TRECHO SELECIONADO

· · · · · · ·

Os crimes contra a ordem tributária e os direitos constitucionais do acusado
Adriano Martins Pinheiro
Escrito em 06.04.2010
O presente trabalho versa sobre os crimes contra a ordem tributária, econômica e contra as relações de consumo. Além disso, abordam-se os crimes praticados por particulares; por funcionários públicos.
I – Introdução
Este trabalho consiste em um resumo objetivo, que procurou utilizar uma linguagem simples, evitando a prolixidade forense, a fim de tornar-se acessível a qualquer interessado. Por conta disso, dispensamos as tergiversações jurisprudenciais e doutrinárias. No entanto, não abrimos mão do entendimento da melhor doutrina e do entendimento mais atual, que tem se perfilhado nos tribunais.
Considerando os muitos questionamentos acerca do tema, abordamos e pesquisamos as principais vertentes da Lei n º 8.137/90, que define os crimes contra a ordem tributária, econômica e contra as relações de consumo, e dá outras providências.
Ao tratar dos crimes contra a ordem tributária a referida lei dispõe capítulos acerca dos crimes praticados por particulares; dos crimes praticados por funcionários públicos e dos crimes Contra a Economia e as Relações de Consumo.
II – infrações previstas
Os crimes praticados por particulares constituem-se no ato de suprimir ou reduzir tributo, ou contribuição social e qualquer acessório, mediante as condutas descritas no artigo 1º e seus incisos.
Em apertada síntese, as condutas consubstanciam-se em omissão de informações às autoridades fazendárias; fraude à fiscalização tributária; falsificações ou alterações em notas fiscais, faturas, duplicatas ou outro documento relativo à operação tributável, dentre outras práticas. Destarte, perfaz o crime de sonegação fiscal, aquele que presta declarações falsas às autoridades fazendárias, visando ao não pagamento de tributos federais devidos.
A pena para tais condutas é de reclusão de 2 (dois) a 5 (cinco) anos, e multa e detenção, de 6 (seis) meses a 2 (dois) anos, e multa, no caso do artigo 2º.
O artigo 3º versa acerca dos crimes praticados por funcionários públicos, que se constituem em crime funcional contra a ordem tributária. A pena é de, de 1 (um) a 4 (quatro) anos de reclusão, e multa.
Vale transcrever as condutas penalizadas:
I – extraviar livro oficial, processo fiscal ou qualquer documento, de que tenha a guarda em razão da função; sonegá-lo, ou inutilizá-lo, total ou parcialmente, acarretando pagamento indevido ou inexato de tributo ou contribuição social;
II – exigir, solicitar ou receber, para si ou para outrem, direta ou indiretamente, ainda que fora da função ou antes de iniciar seu exercício, mas em razão dela, vantagem indevida; ou aceitar promessa de tal vantagem, para deixar de lançar ou cobrar tributo ou contribuição social, ou cobrá-los parcialmente. Pena – reclusão, de 3 (três) a 8 (oito) anos, e multa.

· · · · · · ·

OBJETIVO 1
Responda com base no texto sobre crimes contra a ordem tributária:
(a) Em que data o trabalho foi escrito?
(b) Qual lei o trabalho diz ter pesquisado?
(c) Qual artigo dessa lei trata dos crimes praticados por funcionários públicos?
OBJETIVO 2
Extraia do texto sobre crimes contra a ordem tributária o trecho que começa em "A pena para" e segue até "do artigo 2º.", sem alterar nada.

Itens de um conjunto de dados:
· · · · · · ·

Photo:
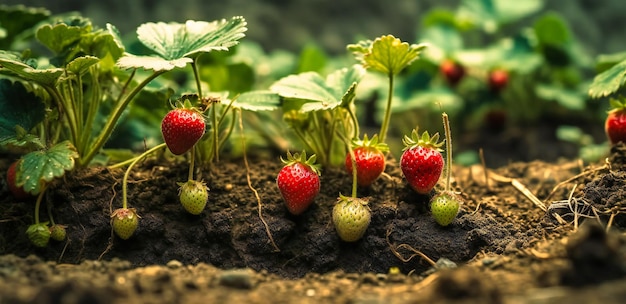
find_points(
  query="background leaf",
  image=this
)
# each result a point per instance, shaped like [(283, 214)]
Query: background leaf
[(18, 107), (42, 166), (18, 19), (11, 64), (389, 55), (609, 81), (258, 101)]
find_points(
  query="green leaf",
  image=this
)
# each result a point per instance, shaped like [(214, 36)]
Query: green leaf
[(18, 108), (567, 98), (309, 86), (312, 58), (176, 43), (443, 37), (551, 29), (606, 61), (320, 93), (41, 167), (18, 19), (387, 54), (489, 14), (258, 101), (60, 36), (609, 81), (80, 65)]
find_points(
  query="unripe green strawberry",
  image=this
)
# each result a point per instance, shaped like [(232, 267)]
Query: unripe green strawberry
[(421, 161), (182, 128), (38, 234), (125, 222), (444, 207), (193, 196), (57, 232), (298, 182), (351, 217), (369, 158)]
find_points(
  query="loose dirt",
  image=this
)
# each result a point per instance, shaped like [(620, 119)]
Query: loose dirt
[(532, 232)]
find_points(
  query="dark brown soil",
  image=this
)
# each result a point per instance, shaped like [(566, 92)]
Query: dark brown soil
[(508, 248)]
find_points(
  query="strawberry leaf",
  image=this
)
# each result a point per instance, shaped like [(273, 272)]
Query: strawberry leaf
[(609, 81), (81, 65), (175, 44), (20, 110), (41, 167), (17, 20), (386, 54), (66, 33), (317, 92), (11, 64), (258, 101)]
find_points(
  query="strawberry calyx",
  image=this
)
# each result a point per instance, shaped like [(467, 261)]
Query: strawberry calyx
[(301, 158), (350, 199), (617, 105), (370, 143), (424, 140)]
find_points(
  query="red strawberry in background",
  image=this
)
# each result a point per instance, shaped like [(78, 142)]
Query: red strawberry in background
[(452, 71), (182, 128), (17, 191), (498, 79), (615, 124), (421, 161), (298, 182), (369, 158)]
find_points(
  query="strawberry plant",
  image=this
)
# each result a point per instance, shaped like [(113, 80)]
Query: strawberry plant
[(321, 111), (351, 217), (387, 55), (444, 206), (421, 161), (182, 127), (615, 123), (369, 157), (17, 190), (298, 181)]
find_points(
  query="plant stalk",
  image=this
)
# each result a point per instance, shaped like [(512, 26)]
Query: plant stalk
[(125, 179), (383, 128), (446, 128), (115, 115)]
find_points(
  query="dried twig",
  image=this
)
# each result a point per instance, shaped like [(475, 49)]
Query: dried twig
[(256, 193), (416, 252), (521, 188)]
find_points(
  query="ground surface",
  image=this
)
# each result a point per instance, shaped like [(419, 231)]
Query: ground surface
[(531, 232)]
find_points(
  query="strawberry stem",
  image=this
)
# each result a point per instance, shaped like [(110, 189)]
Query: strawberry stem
[(38, 203), (125, 179), (446, 128), (385, 125), (191, 163)]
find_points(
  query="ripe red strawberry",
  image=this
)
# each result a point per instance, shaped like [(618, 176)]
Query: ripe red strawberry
[(351, 217), (182, 128), (38, 234), (452, 71), (369, 158), (193, 196), (421, 161), (615, 124), (298, 182), (498, 79), (125, 222), (17, 191)]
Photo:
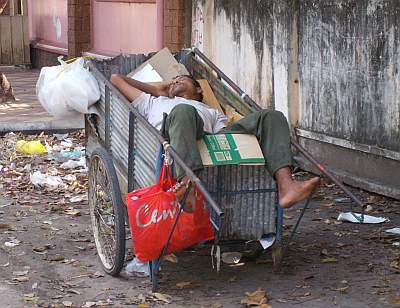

· · · · · · ·

RESPOSTA CORRETA 1
(a) Em 06.04.2010.
(b) A Lei nº 8.137/90.
(c) O artigo 3º.

RESPOSTA CORRETA 2
A pena para tais condutas é de reclusão de 2 (dois) a 5 (cinco) anos, e multa e detenção, de 6 (seis) meses a 2 (dois) anos, e multa, no caso do artigo 2º.